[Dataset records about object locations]
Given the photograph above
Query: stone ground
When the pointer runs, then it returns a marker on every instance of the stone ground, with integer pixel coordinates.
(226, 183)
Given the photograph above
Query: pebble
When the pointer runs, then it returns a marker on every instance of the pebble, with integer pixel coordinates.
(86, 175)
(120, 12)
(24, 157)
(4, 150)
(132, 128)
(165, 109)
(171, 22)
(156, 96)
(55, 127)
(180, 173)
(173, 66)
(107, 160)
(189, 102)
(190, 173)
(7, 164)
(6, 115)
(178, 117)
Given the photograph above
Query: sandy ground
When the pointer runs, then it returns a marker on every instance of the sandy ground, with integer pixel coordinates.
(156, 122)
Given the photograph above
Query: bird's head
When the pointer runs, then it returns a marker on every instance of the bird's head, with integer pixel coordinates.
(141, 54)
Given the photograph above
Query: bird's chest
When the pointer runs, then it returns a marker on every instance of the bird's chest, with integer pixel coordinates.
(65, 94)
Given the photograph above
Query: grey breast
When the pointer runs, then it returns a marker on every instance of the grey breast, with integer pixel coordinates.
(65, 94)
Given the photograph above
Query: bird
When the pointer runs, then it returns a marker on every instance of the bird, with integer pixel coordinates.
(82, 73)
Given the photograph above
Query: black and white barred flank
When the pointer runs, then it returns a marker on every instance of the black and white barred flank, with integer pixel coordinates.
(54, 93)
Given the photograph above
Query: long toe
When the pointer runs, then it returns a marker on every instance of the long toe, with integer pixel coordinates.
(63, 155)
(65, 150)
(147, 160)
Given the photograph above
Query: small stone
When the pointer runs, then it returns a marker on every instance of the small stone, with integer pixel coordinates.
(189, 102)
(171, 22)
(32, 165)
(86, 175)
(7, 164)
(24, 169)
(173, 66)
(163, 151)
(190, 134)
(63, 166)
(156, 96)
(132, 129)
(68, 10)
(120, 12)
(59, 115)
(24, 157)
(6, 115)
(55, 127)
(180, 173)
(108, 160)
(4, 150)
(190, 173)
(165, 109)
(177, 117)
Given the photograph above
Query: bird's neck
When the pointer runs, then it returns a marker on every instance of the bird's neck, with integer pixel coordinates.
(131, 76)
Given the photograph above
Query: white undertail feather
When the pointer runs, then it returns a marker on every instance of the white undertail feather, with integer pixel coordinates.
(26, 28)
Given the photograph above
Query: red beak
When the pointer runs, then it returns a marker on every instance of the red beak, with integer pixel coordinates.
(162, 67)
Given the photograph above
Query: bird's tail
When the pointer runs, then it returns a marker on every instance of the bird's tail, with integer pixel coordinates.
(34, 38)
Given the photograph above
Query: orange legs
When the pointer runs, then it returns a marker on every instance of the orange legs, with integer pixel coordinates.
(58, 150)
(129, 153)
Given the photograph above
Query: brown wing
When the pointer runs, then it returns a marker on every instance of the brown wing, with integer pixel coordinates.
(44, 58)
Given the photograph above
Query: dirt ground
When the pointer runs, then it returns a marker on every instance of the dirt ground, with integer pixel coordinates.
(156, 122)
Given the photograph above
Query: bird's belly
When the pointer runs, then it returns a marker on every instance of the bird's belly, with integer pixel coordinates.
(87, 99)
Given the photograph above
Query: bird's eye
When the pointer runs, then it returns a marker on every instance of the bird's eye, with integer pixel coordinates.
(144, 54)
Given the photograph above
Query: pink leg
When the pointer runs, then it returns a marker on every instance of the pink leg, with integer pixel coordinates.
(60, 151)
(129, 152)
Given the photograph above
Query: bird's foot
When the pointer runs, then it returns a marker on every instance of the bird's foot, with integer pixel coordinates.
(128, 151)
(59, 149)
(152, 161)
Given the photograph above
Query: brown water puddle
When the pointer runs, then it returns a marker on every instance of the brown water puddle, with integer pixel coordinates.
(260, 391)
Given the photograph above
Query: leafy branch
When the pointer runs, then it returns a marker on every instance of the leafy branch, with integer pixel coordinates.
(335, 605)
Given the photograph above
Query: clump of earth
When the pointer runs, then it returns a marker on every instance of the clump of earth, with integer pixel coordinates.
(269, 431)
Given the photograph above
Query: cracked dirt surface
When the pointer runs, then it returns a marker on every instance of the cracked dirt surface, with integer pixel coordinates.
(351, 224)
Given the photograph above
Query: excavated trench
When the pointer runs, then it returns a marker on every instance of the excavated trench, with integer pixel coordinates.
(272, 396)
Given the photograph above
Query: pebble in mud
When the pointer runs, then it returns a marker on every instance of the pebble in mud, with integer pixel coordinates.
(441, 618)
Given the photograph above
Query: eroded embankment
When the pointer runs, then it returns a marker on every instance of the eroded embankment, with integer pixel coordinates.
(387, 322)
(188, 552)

Aim:
Pull out every line of the data above that contains the string "eroded", treating uppercase and lowercase letters as different.

Written solution:
Query: eroded embankment
When the pointer runs, then it returns a marker on every instance of the eroded embankment, with integer pixel coordinates.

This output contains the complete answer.